◆ TO BE DONE:
Return the listing below word for word.

◆ PROVIDED ENTRIES:
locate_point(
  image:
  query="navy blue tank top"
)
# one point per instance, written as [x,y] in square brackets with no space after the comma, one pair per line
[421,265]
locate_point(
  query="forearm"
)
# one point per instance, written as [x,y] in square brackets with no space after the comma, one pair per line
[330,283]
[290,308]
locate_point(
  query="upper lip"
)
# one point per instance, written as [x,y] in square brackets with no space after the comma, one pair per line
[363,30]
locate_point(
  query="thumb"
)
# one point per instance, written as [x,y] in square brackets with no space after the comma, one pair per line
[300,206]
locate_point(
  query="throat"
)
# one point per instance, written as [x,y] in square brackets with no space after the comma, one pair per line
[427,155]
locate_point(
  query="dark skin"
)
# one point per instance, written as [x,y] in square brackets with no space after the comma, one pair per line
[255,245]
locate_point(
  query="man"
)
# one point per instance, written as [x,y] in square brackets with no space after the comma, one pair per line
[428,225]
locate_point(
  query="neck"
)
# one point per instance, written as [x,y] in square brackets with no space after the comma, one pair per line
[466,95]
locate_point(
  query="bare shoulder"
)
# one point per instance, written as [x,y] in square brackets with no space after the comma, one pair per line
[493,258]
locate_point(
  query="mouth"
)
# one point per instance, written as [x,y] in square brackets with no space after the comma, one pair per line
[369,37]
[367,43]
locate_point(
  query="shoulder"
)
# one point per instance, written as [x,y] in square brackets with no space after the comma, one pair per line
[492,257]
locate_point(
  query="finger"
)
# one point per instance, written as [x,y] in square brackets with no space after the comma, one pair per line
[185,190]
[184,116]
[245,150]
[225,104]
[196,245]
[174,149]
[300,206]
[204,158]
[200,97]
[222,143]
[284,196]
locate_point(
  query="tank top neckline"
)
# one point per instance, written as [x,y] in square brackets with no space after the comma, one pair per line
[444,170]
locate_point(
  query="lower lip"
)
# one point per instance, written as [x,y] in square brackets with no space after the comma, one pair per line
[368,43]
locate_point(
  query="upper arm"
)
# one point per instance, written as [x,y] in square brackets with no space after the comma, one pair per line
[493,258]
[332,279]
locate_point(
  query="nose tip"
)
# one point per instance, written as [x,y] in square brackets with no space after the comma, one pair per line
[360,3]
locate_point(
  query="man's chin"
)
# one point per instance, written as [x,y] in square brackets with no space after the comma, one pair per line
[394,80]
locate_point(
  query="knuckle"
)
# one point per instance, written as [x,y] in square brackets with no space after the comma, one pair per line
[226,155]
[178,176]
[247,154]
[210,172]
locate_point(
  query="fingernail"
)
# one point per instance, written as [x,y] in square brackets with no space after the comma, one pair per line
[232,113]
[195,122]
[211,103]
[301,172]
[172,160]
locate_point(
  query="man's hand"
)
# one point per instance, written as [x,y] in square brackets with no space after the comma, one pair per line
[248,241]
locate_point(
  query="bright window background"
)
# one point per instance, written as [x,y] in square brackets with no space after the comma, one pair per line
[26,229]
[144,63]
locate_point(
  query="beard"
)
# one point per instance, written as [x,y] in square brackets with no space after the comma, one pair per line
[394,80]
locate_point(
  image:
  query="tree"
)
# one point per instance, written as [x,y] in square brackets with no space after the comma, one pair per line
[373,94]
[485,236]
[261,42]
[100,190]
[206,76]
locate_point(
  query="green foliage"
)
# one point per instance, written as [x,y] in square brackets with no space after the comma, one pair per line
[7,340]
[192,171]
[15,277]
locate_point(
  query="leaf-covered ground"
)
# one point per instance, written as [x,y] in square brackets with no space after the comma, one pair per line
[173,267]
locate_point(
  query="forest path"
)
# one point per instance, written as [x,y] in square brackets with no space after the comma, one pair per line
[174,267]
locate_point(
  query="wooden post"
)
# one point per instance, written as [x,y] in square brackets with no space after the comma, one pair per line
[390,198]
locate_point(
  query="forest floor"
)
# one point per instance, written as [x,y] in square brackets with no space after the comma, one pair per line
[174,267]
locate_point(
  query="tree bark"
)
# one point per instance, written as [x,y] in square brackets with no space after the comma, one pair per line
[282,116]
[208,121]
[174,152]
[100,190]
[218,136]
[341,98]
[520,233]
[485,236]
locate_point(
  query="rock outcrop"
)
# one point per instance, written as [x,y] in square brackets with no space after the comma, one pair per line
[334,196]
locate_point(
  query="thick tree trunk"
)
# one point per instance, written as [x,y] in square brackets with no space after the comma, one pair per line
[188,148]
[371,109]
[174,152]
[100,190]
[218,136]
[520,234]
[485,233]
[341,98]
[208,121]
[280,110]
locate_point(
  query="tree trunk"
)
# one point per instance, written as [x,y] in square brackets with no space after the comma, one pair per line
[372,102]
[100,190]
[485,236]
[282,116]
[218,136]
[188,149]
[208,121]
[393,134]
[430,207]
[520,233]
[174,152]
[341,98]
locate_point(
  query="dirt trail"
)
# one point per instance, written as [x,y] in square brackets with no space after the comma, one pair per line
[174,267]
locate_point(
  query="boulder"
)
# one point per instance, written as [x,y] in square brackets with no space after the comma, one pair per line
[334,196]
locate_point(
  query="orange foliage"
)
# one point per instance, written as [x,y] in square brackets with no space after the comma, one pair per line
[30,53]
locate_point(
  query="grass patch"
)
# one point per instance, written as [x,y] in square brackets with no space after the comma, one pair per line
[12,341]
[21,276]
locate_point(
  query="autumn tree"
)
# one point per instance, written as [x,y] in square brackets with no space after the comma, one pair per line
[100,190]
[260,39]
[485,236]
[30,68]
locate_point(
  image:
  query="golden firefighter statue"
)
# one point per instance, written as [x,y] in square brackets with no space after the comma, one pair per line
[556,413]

◆ ANSWER TO THE EXERCISE:
locate_point(
  image:
  query="navy blue tank top"
)
# one point per instance, written as [x,y] in square brackets with no space after the comma, one pair per line
[421,265]
locate_point(
  query="forearm"
)
# one point per instance, written as [x,y] in square brackets with no space after the comma, one pair per line
[330,283]
[290,308]
locate_point(
  query="upper lip"
)
# one point per instance, written as [x,y] in square brackets with no space after the comma, one pair per line
[363,30]
locate_point(
  query="thumb"
)
# one point per instance, written as [x,y] in square brackets with no space after the comma, one pair per line
[300,206]
locate_point(
  query="throat"
)
# one point per instance, written as [x,y] in square brackets with no space after the comma, one pair per line
[427,155]
locate_point(
  query="dark skin"
)
# one point per instance, written as [x,y] in square brackets with no space after the comma, one pair per line
[255,245]
locate_point(
  query="man"
)
# one point per instance, written as [x,y] in square brackets with no space after the comma, one pair per line
[428,225]
locate_point(
  query="neck"
)
# one point per instance, written as [x,y] in square brackets with no space after the comma, one pair per line
[466,95]
locate_point(
  query="bare shoulder"
)
# one point per instance, written as [x,y] in square brackets with no space after the comma, one pair per line
[493,258]
locate_point(
  query="mouth"
)
# one point per instance, written as [x,y] in square brackets with no space after the comma, one pair per line
[369,37]
[367,43]
locate_point(
  query="shoulder"
)
# one point per instance, written as [x,y] in square brackets with no space after the comma, one pair per line
[492,257]
locate_point(
  query="finger"
)
# one point per instance, written as [x,y] in square brackets with no space after the comma, one pair per line
[185,190]
[184,116]
[245,150]
[225,104]
[196,245]
[174,149]
[300,206]
[204,158]
[200,97]
[222,143]
[284,196]
locate_point(
  query="tank top neckline"
)
# one point per instance, written as [x,y] in square brackets with no space after the comma, one pair per line
[444,170]
locate_point(
  query="lower lip"
)
# one point per instance, written as [x,y] in square brackets with no space after the comma, one pair per line
[368,43]
locate_point(
  query="upper arm"
)
# one point per instance, written as [x,y] in square brackets with no space after the comma, one pair per line
[493,258]
[332,279]
locate_point(
  query="nose tip"
)
# one point per instance, written as [x,y] in square brackets with no space after the comma, one pair per line
[360,3]
locate_point(
  query="man's chin"
)
# one point per instance, written as [x,y] in square brackets with no space after the comma, one pair per line
[394,80]
locate_point(
  query="knuckle"
)
# one point per instance, written as [x,y] in square brackets with no space after the comma, one pair per line
[226,155]
[178,176]
[247,154]
[210,172]
locate_point(
  query="fingernail"
)
# one point per instance, written as [x,y] in square brackets with no space after the comma, one pair per line
[232,113]
[195,122]
[211,103]
[301,172]
[172,160]
locate_point(
  query="man's hand"
)
# one point per instance, written as [x,y] in square brackets with no space after the comma, one pair per line
[248,241]
locate_point(
  query="bright window background"
)
# one point per instance, written as [x,y] in square brackets with no space after the comma, one pair per line
[26,229]
[144,63]
locate_point(
  query="beard"
)
# one point per instance, written as [x,y] in square brackets with no space after the comma, one pair per line
[394,80]
locate_point(
  image:
  query="tree"
)
# one point per instance, written as [x,y] in square brackets with no space after the comma, one pair per line
[373,94]
[485,236]
[261,42]
[100,190]
[206,76]
locate_point(
  query="green foliage"
)
# one point per instance, written as [x,y] in square brackets with no space after the comma, one pair per line
[7,340]
[192,171]
[15,277]
locate_point(
  query="leaf-covered ground"
)
# one point per instance, written as [x,y] in square brackets with no space after the comma, one pair per line
[173,267]
locate_point(
  query="forest path"
)
# one point per instance, written as [x,y] in square brackets with no space after the comma, one pair per line
[174,267]
locate_point(
  query="wooden post"
)
# one point per instance, written as [x,y] in square brackets with no space after the comma, one pair per line
[390,198]
locate_point(
  query="forest floor"
)
# one point per instance, written as [x,y] in square brackets with no space after the comma, one pair per line
[174,267]
locate_point(
  query="tree bark"
)
# one point per instance, written as [x,y] in square brackets with no space after the comma, one pair per line
[282,116]
[208,121]
[174,152]
[100,190]
[218,136]
[341,98]
[520,233]
[485,236]
locate_point(
  query="rock outcrop"
)
# one point per instance, written as [x,y] in square brackets with no space after the comma, one pair per line
[334,196]
locate_point(
  query="thick tree trunk"
)
# one point per instance, written as [x,y] in square brackets with no space after the comma, one pair per line
[188,148]
[371,109]
[174,152]
[100,190]
[218,136]
[520,234]
[485,233]
[341,98]
[208,121]
[280,110]
locate_point(
  query="tree trunk"
)
# one point per instance, written as [x,y] in square brackets with no space after the comma, one pair per line
[372,102]
[100,190]
[485,236]
[282,116]
[218,136]
[188,149]
[208,121]
[393,134]
[430,207]
[520,233]
[174,152]
[341,98]
locate_point(
  query="dirt trail"
)
# one point per instance, written as [x,y] in square brackets with no space after the comma, one pair per line
[174,267]
locate_point(
  query="boulder"
)
# one point per instance, written as [x,y] in square brackets with no space after the comma, one pair per line
[334,196]
locate_point(
  query="orange foliage"
)
# one point per instance, written as [x,y] in square brackets with no space after the comma, one pair per line
[30,53]
locate_point(
  query="grass patch"
)
# one point per instance, written as [x,y] in square brackets with no space after the comma, one pair per line
[12,341]
[21,276]
locate_point(
  query="autumn tree"
)
# one point per instance, written as [x,y] in square brackets with no space after the comma, one pair per line
[100,190]
[260,39]
[485,236]
[30,68]
locate_point(
  image:
  query="golden firefighter statue"
)
# one point per instance, written as [x,y] in square brackets with no space after the comma, one pair per line
[556,413]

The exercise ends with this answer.